--- START OF EXCERPT PROVIDED ---

DS9_page

The DS9 page

The AMT DS9 station kit makes a reasonably attractive display piece when well painted with muted greys, but adding lighting transforms it dramatically. With the right lighting and paint job, a real sense of scale can be achieved, but the work involved in lighting it is quite intensive. The kit itself is very basic, and the fit is reasonably poor, with lots of filing and sanding required - and all the locating pins have to go as they cause the parts to mis-align even more. The base is fine for a paint-only out-of-the-box job, but a more substantial thing is required if lights are added. The supplied base is a useful inclusion however, as it also doubles up as an alignment jig for the pylons during construction.

Overall impression: this kit really needs the work required to light it, but the results are spectacular.

Disclaimer: the ERTL model is licensed to Paramount. I don't sell the models, I just light them and build them for customers who have bought them.

As usual, the first step is to plan out the l.e.d. positions for effect and ease of assembly. Now, this kit was one of the AMT 'lights-included' jobs - and the first thing I did was to throw away the lighting kit - powered by bulbs, it would never last. The wiring was also a bit on the thick side, and the light positions meant huge 0.1mm fibre optic cable runs. About 90% of the instructions are devoted to the wiring and lighting: it's a good set of instructions if you want to use bulbs, but for long-life, maintenance-free operation and good colour accuracy, I went for the l.e.d.'s.

--- END OF EXCERPT PROVIDED ---
--- START OF DATASET SECTION ---

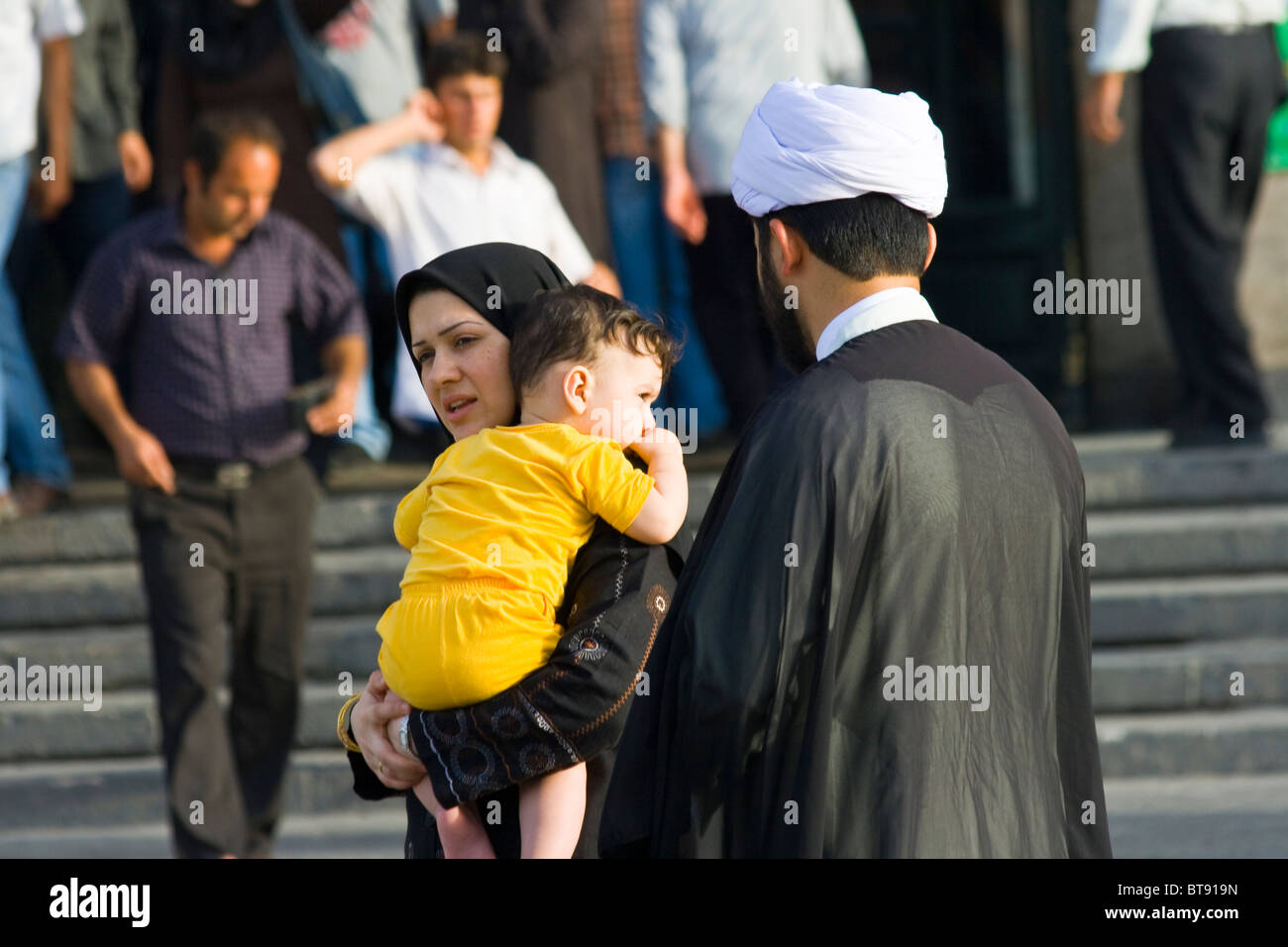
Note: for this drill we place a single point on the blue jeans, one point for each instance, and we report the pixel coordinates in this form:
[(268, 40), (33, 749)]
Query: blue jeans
[(655, 277), (24, 405)]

--- END OF DATASET SECTION ---

■ WHAT YOU ARE ASKED TO DO
List every advantage the DS9 page gives for using LEDs instead of bulbs.

■ OUTPUT FOR THIS EXERCISE
- Long life
- Maintenance-free operation
- Good color accuracy